▸ **TRECHO FORNECIDO**:
================================

Sheila Walker, em um intenso movimento afrogênico, presenteia-nos com “Conhecimento desde dentro: Afro-Sul-Americanos falam de seus povos e suas histórias”. A obra foi lançada no I SEMILLAH – I Seminário Latino-Afro-Hispânico, nas dependências da Universidade Federal Rural do Rio de Janeiro (UFRRJ), Campus Nova Iguaçu, em 2018. Tanto a primeira publicação em espanhol (2010) quanto sua tradução (2018) são frutos de ações coletivas.

Em quatro reuniões, Walker (2018) e seu convidado, o afro-venezuelano Chucho García, em março de 2003, não mediram esforços para refletir com os/as futuros/as autores e autoras dos capítulos do livro sobre o conceito de diáspora. Foi necessário também trazer à baila como esta se deu, de que maneira foi relevante à constituição das nações e em que medida se configura como algo que nos particulariza, nos identifica, na dimensão da diversidade. Como a primeira reunião ocorreu na Venezuela, na região de Barlovento, o grupo foi denominado Grupo Barlovento. Nem todas as autoras e autores são da academia e esta não obrigatoriedade é um marco muito positivo na história da escritura do livro, afinal, muito têm a dizer sobre seus povos e suas histórias.

Oito anos após a publicação do livro em espanhol, Fernanda Felisberto propôs à antropóloga sua tradução ao português e me convidou para participar do projeto. Eu, Viviane Antunes, junto com ex-alunas de Espanhol da Universidade Federal Rural do Rio de Janeiro (UFRRJ), Juliana Rovere, Mariana Mello, Priscilla Miranda, Rachel Santos, Stella Baptista e Viviane Valladares assumimos esta imprescindível empreitada, acompanhada pelos olhos atentos de Ricardo Riso.

================================

▸ **TAREFAS A REALIZAR**:
**A.** Você pode organizar as entradas de marcação de regiões como um CSV de duas colunas, "enunciado" e "resposta", com uma linha por entrada? Cada valor deve ficar entre aspas e as quebras de linha devem virar espaços.
**B.** Você pode retomar o trecho sobre a obra de Sheila Walker e sua tradução ao português, continuando a partir do ponto em que ele termina?

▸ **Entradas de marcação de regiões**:
================================

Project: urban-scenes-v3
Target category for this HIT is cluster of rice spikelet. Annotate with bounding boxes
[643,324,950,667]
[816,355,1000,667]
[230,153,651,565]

================================

▸ **EXERCÍCIOS RESOLVIDOS**:
**A.**
enunciado,resposta
"Project: urban-scenes-v3 Target category for this HIT is cluster of rice spikelet. Annotate with bounding boxes","[643,324,950,667] [816,355,1000,667] [230,153,651,565]"

**B.**
Além da dificuldade com a tradução de palavras muito específicas e regionais presentes em alguns textos, o primeiro desafio foi pensar sobre a tradução da expressão “desde adentro”, parte do título. Muitas pesquisadoras e pesquisadores brasileiros/as já recuperavam a expressão advinda do espanhol, reconheciam-na e se apropriavam dela em seus estudos. Recorrentemente, atribuíam o termo “desde dentro” a algo que une as filhas e os filhos da diáspora e os leva a lançar mão de sua ancestralidade, de sua história e de suas experiências de vida para resistir, cobrar seus direitos, dar visibilidade à sua arte, crenças, saberes originários, conhecimentos, tecnologias, entre outros saberes. Tal expressão nos desloca do âmbito da objetificação e nos conduz ao universo da subjetivização, da humanização e da liberdade. “Desde dentro”, temos direito a ser e a sermos juntos e a recuperarmos nossa ancestralidade.

Por um viés coletivo, cultural e autorrepresentativo, o livro possibilita que, como afrosul-americanos, nos transformemos em leitores ávidos por juntar as peças de nossa própria história diaspórica. Nossa ancestralidade evocada por nossos tambores, nossas danças, nossa gastronomia, nossas lendas, nosso sentir-pensar conduzido pelo sagrado e desvelado na natureza nos conectam, nos fazem reconhecer nossos vínculos.

Em Recolocando os pedaços de Osíris / Recompondo o quebra-cabeça: A diáspora africana na América do Sul hispanofalante, Walker (2018), ao rememorar experiências na África e em outras rotas, se concebe como alguém cuja identidade se perfila diasporicamente. Ao conviver com a família Njoya, ao som de suas festas, canções e demais referências culturais e em tantas outras situações, Walker (2018) compreende como as ascendências se aproximam e como compartilham sentidos e saberes afrogenicamente. Coloca, na verdade, a imprescindibilidade de uma reflexão aprofundada, desde dentro (p.34), sobre o racismo historiográfico, a invisibilização das populações e de suas lutas, os mitos de inferioridade e corrupção reforçados ao longo da história, a busca de direitos e as diferentes formas de protagonismo e resistência.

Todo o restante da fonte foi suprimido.